** SOURCE DATA follows **

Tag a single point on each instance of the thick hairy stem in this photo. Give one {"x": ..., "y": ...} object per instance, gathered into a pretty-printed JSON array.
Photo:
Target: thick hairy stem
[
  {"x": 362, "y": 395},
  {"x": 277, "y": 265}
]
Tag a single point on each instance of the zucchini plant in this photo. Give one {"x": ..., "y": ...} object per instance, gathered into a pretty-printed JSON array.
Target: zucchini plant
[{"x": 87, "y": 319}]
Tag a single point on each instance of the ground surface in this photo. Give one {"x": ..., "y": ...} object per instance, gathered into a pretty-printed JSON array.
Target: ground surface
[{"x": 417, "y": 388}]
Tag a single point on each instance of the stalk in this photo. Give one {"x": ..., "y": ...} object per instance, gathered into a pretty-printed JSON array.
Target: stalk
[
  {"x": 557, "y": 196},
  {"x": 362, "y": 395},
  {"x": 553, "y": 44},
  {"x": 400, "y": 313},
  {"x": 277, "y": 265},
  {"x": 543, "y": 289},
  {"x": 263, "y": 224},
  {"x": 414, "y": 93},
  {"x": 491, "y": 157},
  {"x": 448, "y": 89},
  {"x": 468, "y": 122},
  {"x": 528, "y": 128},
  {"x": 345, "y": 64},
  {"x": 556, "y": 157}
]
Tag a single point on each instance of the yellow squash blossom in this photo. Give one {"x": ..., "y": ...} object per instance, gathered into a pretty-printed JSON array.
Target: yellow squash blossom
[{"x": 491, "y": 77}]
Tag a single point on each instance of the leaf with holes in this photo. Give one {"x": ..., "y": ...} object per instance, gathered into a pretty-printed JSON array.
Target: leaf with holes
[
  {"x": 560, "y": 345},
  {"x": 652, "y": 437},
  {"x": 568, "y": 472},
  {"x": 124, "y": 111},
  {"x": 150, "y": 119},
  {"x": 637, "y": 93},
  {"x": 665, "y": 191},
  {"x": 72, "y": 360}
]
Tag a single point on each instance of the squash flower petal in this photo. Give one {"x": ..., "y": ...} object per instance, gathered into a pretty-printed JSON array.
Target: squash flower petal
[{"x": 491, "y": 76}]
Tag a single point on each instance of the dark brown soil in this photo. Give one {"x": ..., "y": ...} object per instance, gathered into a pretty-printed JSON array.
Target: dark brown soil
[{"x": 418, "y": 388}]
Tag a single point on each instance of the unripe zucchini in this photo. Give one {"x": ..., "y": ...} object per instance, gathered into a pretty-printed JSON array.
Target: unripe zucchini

** End of SOURCE DATA **

__DIRECTIONS__
Search the entries above for the string "unripe". Copy each line in which it appears.

__ANSWER BELOW__
Tag a single point on each instance of the unripe zucchini in this photo. Give one {"x": ..., "y": ...} object per instance, gathered into a pretty-printed JSON array.
Target: unripe zucchini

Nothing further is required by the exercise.